◆ Activity
Nothing but the lines from the one with "Could you please locate the glowing" through the last line of the data should be restated, each word for word.

** Record set follows **

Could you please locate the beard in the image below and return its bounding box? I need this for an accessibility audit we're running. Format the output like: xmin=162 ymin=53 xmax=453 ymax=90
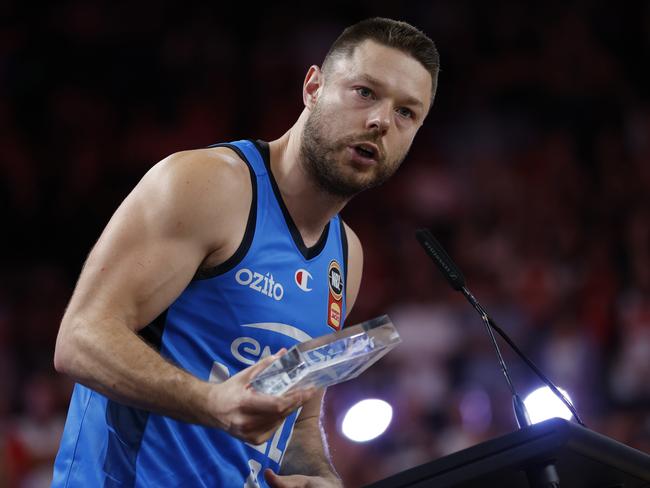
xmin=300 ymin=101 xmax=408 ymax=198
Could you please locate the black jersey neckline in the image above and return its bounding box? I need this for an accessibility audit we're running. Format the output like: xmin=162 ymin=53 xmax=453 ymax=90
xmin=252 ymin=139 xmax=330 ymax=261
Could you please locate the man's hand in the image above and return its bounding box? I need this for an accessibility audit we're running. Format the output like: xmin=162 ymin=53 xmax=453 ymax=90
xmin=207 ymin=351 xmax=316 ymax=444
xmin=264 ymin=469 xmax=342 ymax=488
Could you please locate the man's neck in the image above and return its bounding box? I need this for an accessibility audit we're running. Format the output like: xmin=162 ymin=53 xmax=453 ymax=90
xmin=268 ymin=112 xmax=349 ymax=247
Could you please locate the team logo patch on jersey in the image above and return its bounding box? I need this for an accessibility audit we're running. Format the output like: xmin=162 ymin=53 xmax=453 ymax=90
xmin=328 ymin=260 xmax=343 ymax=300
xmin=294 ymin=269 xmax=313 ymax=292
xmin=327 ymin=260 xmax=343 ymax=330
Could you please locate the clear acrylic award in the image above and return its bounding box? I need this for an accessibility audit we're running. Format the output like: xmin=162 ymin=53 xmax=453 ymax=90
xmin=250 ymin=315 xmax=401 ymax=396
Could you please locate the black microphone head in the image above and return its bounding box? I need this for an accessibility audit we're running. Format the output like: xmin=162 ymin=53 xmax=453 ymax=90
xmin=415 ymin=229 xmax=466 ymax=291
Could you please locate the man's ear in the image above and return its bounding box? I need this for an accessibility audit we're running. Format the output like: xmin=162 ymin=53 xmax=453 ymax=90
xmin=302 ymin=65 xmax=323 ymax=109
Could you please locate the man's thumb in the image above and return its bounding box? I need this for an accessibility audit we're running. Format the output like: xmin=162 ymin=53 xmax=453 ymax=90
xmin=263 ymin=468 xmax=283 ymax=487
xmin=243 ymin=348 xmax=287 ymax=383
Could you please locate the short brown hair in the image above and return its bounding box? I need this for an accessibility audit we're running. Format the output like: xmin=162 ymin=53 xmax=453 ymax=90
xmin=322 ymin=17 xmax=440 ymax=104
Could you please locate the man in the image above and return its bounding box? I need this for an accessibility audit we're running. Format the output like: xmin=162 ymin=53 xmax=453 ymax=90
xmin=53 ymin=17 xmax=439 ymax=487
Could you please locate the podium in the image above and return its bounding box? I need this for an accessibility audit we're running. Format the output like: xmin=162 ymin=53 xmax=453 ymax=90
xmin=366 ymin=418 xmax=650 ymax=487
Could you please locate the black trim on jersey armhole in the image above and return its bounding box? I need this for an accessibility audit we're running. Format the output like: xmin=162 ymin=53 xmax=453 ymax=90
xmin=138 ymin=309 xmax=168 ymax=350
xmin=103 ymin=310 xmax=168 ymax=483
xmin=340 ymin=218 xmax=350 ymax=328
xmin=252 ymin=139 xmax=330 ymax=260
xmin=193 ymin=143 xmax=258 ymax=280
xmin=340 ymin=218 xmax=349 ymax=291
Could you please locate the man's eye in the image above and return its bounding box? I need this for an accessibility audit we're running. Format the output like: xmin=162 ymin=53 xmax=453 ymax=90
xmin=397 ymin=107 xmax=413 ymax=118
xmin=356 ymin=87 xmax=373 ymax=99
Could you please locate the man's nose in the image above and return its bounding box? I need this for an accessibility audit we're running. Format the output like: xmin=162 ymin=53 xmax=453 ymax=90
xmin=365 ymin=102 xmax=391 ymax=135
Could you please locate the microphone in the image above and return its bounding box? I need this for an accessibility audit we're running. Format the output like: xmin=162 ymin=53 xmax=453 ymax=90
xmin=415 ymin=228 xmax=585 ymax=428
xmin=415 ymin=229 xmax=465 ymax=291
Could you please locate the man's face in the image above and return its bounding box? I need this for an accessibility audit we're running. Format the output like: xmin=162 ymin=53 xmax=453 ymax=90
xmin=301 ymin=39 xmax=433 ymax=198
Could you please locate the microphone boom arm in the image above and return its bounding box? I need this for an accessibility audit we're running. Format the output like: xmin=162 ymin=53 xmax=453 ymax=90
xmin=416 ymin=228 xmax=586 ymax=428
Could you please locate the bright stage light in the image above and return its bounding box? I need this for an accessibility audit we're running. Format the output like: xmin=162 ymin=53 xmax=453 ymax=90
xmin=524 ymin=386 xmax=574 ymax=424
xmin=341 ymin=399 xmax=393 ymax=442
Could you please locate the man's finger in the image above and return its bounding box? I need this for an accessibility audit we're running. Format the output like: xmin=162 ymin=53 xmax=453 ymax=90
xmin=264 ymin=469 xmax=296 ymax=488
xmin=264 ymin=469 xmax=317 ymax=488
xmin=291 ymin=386 xmax=317 ymax=403
xmin=271 ymin=386 xmax=317 ymax=414
xmin=240 ymin=388 xmax=304 ymax=416
xmin=278 ymin=387 xmax=315 ymax=411
xmin=264 ymin=469 xmax=282 ymax=488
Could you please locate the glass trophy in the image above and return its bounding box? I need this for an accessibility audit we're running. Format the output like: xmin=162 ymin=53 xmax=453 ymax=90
xmin=250 ymin=315 xmax=401 ymax=396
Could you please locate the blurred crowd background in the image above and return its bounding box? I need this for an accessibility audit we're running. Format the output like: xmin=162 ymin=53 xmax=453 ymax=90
xmin=1 ymin=1 xmax=649 ymax=486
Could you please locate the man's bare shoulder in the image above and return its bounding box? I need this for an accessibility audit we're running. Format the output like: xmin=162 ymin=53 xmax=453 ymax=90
xmin=152 ymin=146 xmax=250 ymax=195
xmin=127 ymin=146 xmax=253 ymax=254
xmin=342 ymin=222 xmax=362 ymax=251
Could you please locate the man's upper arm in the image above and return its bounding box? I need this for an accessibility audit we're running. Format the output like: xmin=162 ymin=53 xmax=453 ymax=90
xmin=61 ymin=148 xmax=252 ymax=333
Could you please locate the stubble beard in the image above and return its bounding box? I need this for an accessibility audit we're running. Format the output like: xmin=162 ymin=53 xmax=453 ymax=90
xmin=300 ymin=102 xmax=407 ymax=199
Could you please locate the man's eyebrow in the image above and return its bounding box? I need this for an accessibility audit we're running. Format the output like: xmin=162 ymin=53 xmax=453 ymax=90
xmin=357 ymin=73 xmax=425 ymax=110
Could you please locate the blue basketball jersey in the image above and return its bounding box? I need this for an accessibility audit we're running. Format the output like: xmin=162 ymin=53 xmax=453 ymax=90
xmin=53 ymin=140 xmax=348 ymax=487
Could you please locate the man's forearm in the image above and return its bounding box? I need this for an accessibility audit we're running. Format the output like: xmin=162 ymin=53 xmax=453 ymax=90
xmin=281 ymin=416 xmax=342 ymax=485
xmin=55 ymin=314 xmax=313 ymax=446
xmin=54 ymin=314 xmax=212 ymax=426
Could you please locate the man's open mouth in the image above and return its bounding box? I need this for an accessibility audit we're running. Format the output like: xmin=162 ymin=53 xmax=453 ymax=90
xmin=353 ymin=143 xmax=377 ymax=159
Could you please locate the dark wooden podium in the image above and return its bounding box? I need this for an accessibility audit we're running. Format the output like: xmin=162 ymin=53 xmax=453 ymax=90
xmin=366 ymin=418 xmax=650 ymax=487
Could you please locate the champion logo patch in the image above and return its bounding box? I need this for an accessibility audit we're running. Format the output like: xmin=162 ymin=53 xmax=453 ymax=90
xmin=294 ymin=269 xmax=313 ymax=292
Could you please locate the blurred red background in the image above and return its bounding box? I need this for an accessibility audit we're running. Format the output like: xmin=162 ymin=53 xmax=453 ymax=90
xmin=1 ymin=1 xmax=649 ymax=486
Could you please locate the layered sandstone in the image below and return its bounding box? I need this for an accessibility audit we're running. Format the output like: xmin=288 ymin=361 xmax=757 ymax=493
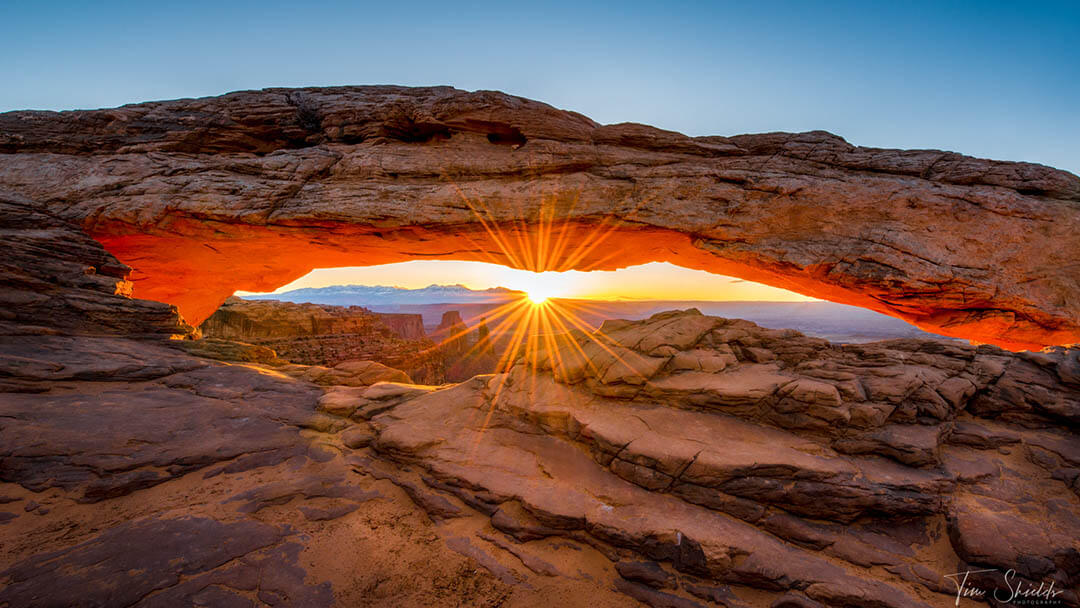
xmin=4 ymin=312 xmax=1078 ymax=606
xmin=433 ymin=310 xmax=469 ymax=355
xmin=1 ymin=86 xmax=1078 ymax=349
xmin=359 ymin=310 xmax=1080 ymax=606
xmin=1 ymin=335 xmax=617 ymax=607
xmin=375 ymin=313 xmax=426 ymax=340
xmin=200 ymin=296 xmax=426 ymax=344
xmin=199 ymin=297 xmax=441 ymax=382
xmin=0 ymin=197 xmax=192 ymax=338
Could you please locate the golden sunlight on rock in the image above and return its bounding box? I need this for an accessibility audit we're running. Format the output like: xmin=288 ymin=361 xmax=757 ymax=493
xmin=1 ymin=85 xmax=1078 ymax=608
xmin=26 ymin=86 xmax=1069 ymax=351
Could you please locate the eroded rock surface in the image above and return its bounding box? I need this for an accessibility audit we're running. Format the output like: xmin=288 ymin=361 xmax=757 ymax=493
xmin=2 ymin=86 xmax=1079 ymax=349
xmin=0 ymin=516 xmax=331 ymax=608
xmin=2 ymin=86 xmax=1079 ymax=605
xmin=0 ymin=335 xmax=630 ymax=607
xmin=200 ymin=296 xmax=444 ymax=381
xmin=2 ymin=310 xmax=1079 ymax=606
xmin=202 ymin=296 xmax=427 ymax=344
xmin=360 ymin=311 xmax=1080 ymax=606
xmin=0 ymin=197 xmax=192 ymax=338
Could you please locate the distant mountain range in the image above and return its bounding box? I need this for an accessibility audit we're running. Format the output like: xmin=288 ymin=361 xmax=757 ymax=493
xmin=240 ymin=284 xmax=953 ymax=344
xmin=243 ymin=284 xmax=523 ymax=307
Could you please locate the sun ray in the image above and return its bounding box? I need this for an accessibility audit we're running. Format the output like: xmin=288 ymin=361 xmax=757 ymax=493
xmin=536 ymin=194 xmax=554 ymax=273
xmin=541 ymin=303 xmax=605 ymax=380
xmin=538 ymin=302 xmax=603 ymax=385
xmin=452 ymin=185 xmax=527 ymax=270
xmin=445 ymin=179 xmax=671 ymax=461
xmin=523 ymin=303 xmax=542 ymax=401
xmin=537 ymin=305 xmax=565 ymax=381
xmin=546 ymin=189 xmax=581 ymax=272
xmin=563 ymin=189 xmax=663 ymax=272
xmin=547 ymin=298 xmax=626 ymax=322
xmin=462 ymin=306 xmax=531 ymax=430
xmin=440 ymin=298 xmax=531 ymax=361
xmin=559 ymin=196 xmax=654 ymax=272
xmin=552 ymin=298 xmax=610 ymax=314
xmin=471 ymin=301 xmax=534 ymax=353
xmin=548 ymin=299 xmax=650 ymax=380
xmin=414 ymin=298 xmax=527 ymax=358
xmin=466 ymin=302 xmax=537 ymax=460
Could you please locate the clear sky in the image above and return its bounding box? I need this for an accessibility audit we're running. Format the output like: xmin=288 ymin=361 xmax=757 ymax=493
xmin=5 ymin=1 xmax=1077 ymax=300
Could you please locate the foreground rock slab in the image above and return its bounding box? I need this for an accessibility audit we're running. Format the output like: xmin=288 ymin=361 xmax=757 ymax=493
xmin=363 ymin=311 xmax=1080 ymax=607
xmin=0 ymin=336 xmax=637 ymax=607
xmin=2 ymin=311 xmax=1079 ymax=605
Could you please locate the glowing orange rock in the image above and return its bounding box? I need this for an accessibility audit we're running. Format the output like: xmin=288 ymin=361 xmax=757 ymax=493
xmin=1 ymin=86 xmax=1077 ymax=350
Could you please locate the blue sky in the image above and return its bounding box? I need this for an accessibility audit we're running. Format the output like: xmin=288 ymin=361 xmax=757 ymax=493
xmin=2 ymin=0 xmax=1078 ymax=173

** End of Record set **

◆ Finished task
Could you please locate the glowing orange rock in the image above and return its bounding box? I need this for an accessibility audit we're running. Format the output like: xmin=288 ymin=361 xmax=757 ymax=493
xmin=1 ymin=86 xmax=1077 ymax=350
Could you please locate the blue sky in the image above and return its bounding box? I need this for an accessibility audit we're running. Format the output like: xmin=288 ymin=361 xmax=757 ymax=493
xmin=2 ymin=0 xmax=1078 ymax=173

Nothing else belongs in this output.